[INPUT MATERIAL Boundary: Start]

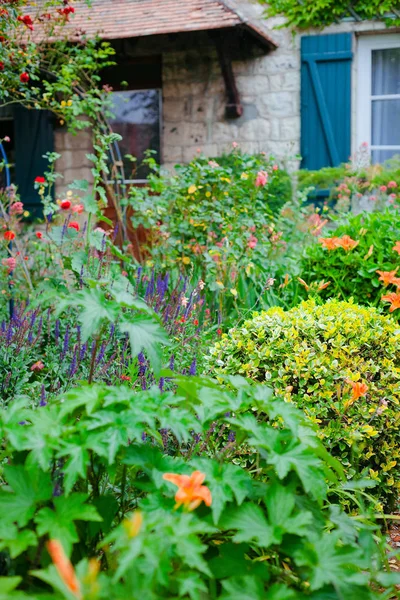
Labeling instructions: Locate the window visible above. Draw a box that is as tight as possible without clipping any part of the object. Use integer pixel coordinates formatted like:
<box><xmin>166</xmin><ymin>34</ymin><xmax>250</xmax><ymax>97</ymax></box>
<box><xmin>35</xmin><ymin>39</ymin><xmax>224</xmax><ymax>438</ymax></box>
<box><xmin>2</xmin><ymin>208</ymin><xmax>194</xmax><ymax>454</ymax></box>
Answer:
<box><xmin>357</xmin><ymin>34</ymin><xmax>400</xmax><ymax>163</ymax></box>
<box><xmin>109</xmin><ymin>89</ymin><xmax>161</xmax><ymax>182</ymax></box>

[INPUT MATERIAL Boundary: End]

• [THE TASK]: Once the pictures are dropped, repeat the data above exactly.

• [ANSWER AREA]:
Labeling instructions: Locate the window visible above. Draw a box that is as tight as possible without clipping any part of the object. Use integer pixel coordinates formatted like:
<box><xmin>166</xmin><ymin>34</ymin><xmax>250</xmax><ymax>97</ymax></box>
<box><xmin>35</xmin><ymin>39</ymin><xmax>224</xmax><ymax>438</ymax></box>
<box><xmin>2</xmin><ymin>208</ymin><xmax>194</xmax><ymax>454</ymax></box>
Answer:
<box><xmin>357</xmin><ymin>34</ymin><xmax>400</xmax><ymax>163</ymax></box>
<box><xmin>109</xmin><ymin>89</ymin><xmax>161</xmax><ymax>182</ymax></box>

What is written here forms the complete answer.